-- Start of Passage --
This paper examines Walmart from two broad perspectives. The first section analyzes the external environment, covering the economic, legal, and social conditions that shape Walmart's competitive position as a cost leader. The second section explores internal issues, including financial performance, management quality, operational competencies such as procurement and distribution, contingency planning, and staffing. Special attention is given to Walmart's use of critical path methods, cross-docking, just-in-time inventory, and disaster preparedness. The paper also presents a GANTT chart illustrating the timeline for opening a new Walmart store, and concludes with a brief assessment of how the company responds to potential change factors in its environment.
Walmart competes using a cost leadership strategy. It promises low prices to consumers and backs this up by leveraging its exceptional purchasing power and its efficient inbound logistics system. In the difficult economic environment of the past few years, this strategy has been successful in helping Walmart avoid the substantial revenue losses faced by many other retailers. At the outset of the recession in 2008–2009, Walmart benefited as consumers traded down to cost leaders from higher-end stores (LaMotta, 2009). Economic recovery has not harmed Walmart either, partly because of the slow gains in employment, and the company continued to see revenue growth over this period as it retained customers attracted during the sluggish economy (MSN Moneycentral, 2011). The Congressional Budget Office was forecasting relatively slow growth, which should help Walmart continue to retain budget-conscious consumers (CBO, 2011).
-- End of Passage --
-- Start of Material --
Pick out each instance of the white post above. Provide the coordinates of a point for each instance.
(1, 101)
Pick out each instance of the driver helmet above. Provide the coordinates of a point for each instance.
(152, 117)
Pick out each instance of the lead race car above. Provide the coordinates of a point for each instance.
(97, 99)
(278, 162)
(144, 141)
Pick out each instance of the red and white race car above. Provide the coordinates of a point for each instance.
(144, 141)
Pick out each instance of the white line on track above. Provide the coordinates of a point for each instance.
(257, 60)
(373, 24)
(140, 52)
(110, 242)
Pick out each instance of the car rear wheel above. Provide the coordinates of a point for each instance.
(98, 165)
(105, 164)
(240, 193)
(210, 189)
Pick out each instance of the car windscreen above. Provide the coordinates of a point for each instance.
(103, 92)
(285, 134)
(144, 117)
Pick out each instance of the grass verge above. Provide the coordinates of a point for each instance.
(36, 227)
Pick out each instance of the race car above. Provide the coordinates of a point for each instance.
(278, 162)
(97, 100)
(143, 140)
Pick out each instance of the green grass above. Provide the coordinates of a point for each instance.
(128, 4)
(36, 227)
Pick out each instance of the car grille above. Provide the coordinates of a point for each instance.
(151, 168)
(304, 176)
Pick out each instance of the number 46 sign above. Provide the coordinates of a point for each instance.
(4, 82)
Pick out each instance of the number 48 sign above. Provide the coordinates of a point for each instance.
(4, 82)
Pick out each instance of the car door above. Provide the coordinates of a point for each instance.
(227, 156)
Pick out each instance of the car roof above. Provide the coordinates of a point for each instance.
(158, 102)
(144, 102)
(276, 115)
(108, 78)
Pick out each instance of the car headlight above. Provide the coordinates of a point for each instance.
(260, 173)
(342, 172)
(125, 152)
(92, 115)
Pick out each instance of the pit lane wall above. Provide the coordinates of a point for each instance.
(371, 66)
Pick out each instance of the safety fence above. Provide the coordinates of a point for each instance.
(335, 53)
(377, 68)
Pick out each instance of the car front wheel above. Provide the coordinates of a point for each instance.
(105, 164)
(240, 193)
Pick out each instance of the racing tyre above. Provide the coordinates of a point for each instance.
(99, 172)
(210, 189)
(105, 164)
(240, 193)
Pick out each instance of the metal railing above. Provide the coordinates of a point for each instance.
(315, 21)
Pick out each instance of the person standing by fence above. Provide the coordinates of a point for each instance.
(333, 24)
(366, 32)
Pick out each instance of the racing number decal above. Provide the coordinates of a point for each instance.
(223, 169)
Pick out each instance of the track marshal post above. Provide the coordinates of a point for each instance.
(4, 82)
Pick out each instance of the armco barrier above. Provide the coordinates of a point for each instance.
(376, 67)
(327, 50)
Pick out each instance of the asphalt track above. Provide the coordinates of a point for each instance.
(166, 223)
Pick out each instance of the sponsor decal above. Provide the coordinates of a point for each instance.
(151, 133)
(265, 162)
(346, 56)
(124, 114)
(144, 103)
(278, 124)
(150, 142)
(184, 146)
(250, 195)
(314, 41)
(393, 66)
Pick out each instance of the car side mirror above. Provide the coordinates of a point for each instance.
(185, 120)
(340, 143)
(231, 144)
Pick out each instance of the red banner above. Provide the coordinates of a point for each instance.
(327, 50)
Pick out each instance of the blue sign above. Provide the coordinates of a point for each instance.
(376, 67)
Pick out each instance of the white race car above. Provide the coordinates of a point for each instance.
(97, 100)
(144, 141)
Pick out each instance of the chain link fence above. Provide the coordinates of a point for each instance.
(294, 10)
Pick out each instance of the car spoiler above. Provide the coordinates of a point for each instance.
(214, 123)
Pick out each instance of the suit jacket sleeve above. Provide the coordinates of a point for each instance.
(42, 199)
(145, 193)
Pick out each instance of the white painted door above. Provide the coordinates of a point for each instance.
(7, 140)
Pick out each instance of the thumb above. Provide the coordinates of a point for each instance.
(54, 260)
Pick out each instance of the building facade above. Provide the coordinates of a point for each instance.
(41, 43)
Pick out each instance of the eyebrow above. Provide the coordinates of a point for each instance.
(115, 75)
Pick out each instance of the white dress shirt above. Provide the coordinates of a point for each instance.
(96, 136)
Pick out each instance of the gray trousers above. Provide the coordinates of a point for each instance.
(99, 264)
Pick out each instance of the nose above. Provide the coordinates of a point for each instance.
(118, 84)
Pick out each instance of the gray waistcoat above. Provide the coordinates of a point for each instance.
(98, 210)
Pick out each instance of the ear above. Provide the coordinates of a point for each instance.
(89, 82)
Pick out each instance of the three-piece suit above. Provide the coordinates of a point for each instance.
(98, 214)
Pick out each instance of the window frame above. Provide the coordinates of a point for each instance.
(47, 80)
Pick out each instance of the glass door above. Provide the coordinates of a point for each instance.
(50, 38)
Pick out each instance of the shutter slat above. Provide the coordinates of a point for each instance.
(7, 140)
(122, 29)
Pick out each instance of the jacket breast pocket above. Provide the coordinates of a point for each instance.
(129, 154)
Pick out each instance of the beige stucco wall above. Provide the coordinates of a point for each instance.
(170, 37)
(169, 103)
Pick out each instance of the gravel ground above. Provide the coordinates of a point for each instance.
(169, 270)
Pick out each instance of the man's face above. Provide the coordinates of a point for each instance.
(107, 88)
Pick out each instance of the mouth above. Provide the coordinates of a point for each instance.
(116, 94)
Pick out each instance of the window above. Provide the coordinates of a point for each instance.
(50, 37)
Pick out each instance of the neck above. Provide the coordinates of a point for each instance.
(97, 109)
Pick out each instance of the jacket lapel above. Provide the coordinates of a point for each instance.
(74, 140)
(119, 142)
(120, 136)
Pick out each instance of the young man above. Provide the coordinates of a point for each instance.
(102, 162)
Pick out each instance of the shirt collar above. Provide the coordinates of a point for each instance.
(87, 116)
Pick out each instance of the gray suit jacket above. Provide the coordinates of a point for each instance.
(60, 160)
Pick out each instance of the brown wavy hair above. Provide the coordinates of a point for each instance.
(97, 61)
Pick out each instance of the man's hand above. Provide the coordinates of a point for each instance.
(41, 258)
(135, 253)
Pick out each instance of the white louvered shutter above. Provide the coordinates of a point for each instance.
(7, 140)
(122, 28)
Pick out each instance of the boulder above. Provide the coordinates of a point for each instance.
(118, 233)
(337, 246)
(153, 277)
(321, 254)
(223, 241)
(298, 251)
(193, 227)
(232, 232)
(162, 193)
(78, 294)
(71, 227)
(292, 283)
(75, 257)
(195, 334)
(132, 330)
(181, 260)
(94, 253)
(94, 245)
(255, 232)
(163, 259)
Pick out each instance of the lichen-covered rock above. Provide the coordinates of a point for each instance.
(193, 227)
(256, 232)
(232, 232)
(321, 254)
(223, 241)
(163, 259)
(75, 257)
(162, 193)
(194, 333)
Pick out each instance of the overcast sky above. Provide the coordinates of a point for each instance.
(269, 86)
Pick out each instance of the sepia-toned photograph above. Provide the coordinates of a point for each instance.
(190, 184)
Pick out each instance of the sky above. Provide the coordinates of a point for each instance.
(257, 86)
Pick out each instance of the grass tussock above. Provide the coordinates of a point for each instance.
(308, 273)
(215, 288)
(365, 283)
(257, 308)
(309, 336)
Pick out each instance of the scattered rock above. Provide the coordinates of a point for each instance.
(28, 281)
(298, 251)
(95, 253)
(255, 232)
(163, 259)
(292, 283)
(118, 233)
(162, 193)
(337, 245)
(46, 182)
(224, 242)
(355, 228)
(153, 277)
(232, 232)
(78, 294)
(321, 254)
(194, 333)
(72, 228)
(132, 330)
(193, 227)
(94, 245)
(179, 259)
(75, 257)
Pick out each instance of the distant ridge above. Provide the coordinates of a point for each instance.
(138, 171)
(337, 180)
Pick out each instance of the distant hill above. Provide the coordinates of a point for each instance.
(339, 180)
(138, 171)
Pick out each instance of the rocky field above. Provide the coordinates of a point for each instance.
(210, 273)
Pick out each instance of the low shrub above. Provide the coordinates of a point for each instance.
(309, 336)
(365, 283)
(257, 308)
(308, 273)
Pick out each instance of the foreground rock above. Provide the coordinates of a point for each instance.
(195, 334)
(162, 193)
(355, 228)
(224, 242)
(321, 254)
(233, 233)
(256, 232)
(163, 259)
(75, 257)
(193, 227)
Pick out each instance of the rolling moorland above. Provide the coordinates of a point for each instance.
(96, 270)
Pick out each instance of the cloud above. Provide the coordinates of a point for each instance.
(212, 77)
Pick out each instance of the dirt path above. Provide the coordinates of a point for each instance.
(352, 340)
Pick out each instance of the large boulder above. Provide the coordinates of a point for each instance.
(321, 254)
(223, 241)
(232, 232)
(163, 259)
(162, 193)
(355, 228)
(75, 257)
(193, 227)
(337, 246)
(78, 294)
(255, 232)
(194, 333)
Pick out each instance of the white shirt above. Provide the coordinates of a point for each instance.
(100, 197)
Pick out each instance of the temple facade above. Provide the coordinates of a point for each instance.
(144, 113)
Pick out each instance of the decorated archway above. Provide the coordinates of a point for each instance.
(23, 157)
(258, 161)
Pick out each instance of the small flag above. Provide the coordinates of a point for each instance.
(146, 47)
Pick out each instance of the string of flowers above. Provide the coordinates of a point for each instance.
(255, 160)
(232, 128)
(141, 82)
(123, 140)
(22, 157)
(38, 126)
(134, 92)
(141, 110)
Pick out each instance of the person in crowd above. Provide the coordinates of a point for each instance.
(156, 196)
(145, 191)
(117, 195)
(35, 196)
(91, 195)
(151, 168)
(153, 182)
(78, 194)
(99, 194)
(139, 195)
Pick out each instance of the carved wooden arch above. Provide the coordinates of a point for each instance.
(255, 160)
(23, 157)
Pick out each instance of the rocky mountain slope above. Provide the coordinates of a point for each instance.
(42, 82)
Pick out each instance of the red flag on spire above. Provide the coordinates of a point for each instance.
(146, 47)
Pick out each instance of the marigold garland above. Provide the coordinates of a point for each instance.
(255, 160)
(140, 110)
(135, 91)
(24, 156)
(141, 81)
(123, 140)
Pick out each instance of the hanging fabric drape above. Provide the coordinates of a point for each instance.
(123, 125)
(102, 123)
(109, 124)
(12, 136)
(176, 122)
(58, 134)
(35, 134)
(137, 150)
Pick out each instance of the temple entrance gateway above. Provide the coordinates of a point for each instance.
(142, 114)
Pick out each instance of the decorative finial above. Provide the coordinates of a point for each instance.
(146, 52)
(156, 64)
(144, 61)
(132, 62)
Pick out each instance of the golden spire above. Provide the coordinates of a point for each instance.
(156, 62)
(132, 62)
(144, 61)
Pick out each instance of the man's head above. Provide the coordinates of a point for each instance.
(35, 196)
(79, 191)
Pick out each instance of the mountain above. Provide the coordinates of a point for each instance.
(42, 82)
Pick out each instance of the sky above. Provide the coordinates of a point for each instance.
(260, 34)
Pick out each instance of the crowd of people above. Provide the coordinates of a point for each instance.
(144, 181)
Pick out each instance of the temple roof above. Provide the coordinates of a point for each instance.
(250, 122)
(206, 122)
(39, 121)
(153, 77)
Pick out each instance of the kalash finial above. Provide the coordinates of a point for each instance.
-- End of Material --
**Directions**. Return the part of the Walmart passage above from "This paper examines" to "in its environment.", copied word for word.

**Task solution**.
This paper examines Walmart from two broad perspectives. The first section analyzes the external environment, covering the economic, legal, and social conditions that shape Walmart's competitive position as a cost leader. The second section explores internal issues, including financial performance, management quality, operational competencies such as procurement and distribution, contingency planning, and staffing. Special attention is given to Walmart's use of critical path methods, cross-docking, just-in-time inventory, and disaster preparedness. The paper also presents a GANTT chart illustrating the timeline for opening a new Walmart store, and concludes with a brief assessment of how the company responds to potential change factors in its environment.